------ Material provided ------
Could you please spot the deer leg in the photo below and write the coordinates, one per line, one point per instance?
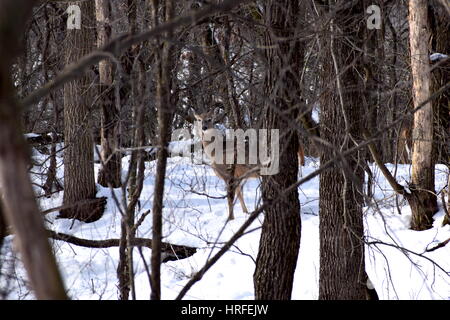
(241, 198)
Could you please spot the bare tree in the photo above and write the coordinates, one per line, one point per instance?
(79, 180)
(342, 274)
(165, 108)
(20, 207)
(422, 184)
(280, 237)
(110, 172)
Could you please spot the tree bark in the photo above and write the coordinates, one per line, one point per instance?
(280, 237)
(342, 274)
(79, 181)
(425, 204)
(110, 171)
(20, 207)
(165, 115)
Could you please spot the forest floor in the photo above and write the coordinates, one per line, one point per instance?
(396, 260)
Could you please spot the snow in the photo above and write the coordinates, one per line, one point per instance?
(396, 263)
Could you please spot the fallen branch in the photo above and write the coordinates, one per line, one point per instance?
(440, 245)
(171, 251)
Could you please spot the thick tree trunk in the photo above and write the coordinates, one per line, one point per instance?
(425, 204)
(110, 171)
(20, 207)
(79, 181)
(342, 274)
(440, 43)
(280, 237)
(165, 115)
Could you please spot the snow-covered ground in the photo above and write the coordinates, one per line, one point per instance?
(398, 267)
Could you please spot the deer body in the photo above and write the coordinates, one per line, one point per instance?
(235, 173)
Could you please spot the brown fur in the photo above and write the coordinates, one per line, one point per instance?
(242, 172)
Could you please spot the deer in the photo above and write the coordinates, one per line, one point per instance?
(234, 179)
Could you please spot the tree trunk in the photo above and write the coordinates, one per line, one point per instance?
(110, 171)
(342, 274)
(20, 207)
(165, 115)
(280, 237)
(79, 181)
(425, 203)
------
## [Given problem]
Please convert the stretch from the line containing "Could you please spot the forest" through the end of the rows into a JSON list of strings, one string per line, with blank lines left out.

## [Solution]
[
  "Could you please spot the forest floor in the photo above and write the coordinates, one per line, one point per instance?",
  "(396, 260)",
  "Could you please spot the snow in the photo above and write the coordinates, one per line, one point per instance?",
  "(396, 263)",
  "Could you please spot the fallen branch in the photo above and write the coordinates, one per line, one point per instance?",
  "(440, 245)",
  "(171, 251)",
  "Could you please spot the thick tree trunk in the photo above and write the coordinates, one per line, one point per instance?",
  "(425, 204)",
  "(110, 171)",
  "(20, 207)",
  "(79, 181)",
  "(342, 274)",
  "(440, 43)",
  "(280, 237)",
  "(165, 115)",
  "Could you please spot the snow-covered ground in the photo above and write the coordinates, one per line, one point per instance?",
  "(398, 267)",
  "Could you please spot the deer body in the photo above and write the coordinates, one per line, one point per instance?",
  "(235, 173)",
  "Could you please spot the brown fur in the photo above and write the coordinates, one per line, one point per instance?",
  "(242, 172)",
  "Could you please spot the deer in the photo above and write the coordinates, one per line, one point per instance?",
  "(234, 179)",
  "Could you please spot the tree trunk in the photo above and write the coordinates, one per line, one point per instance?",
  "(110, 171)",
  "(342, 274)",
  "(20, 207)",
  "(165, 115)",
  "(280, 237)",
  "(79, 181)",
  "(425, 203)"
]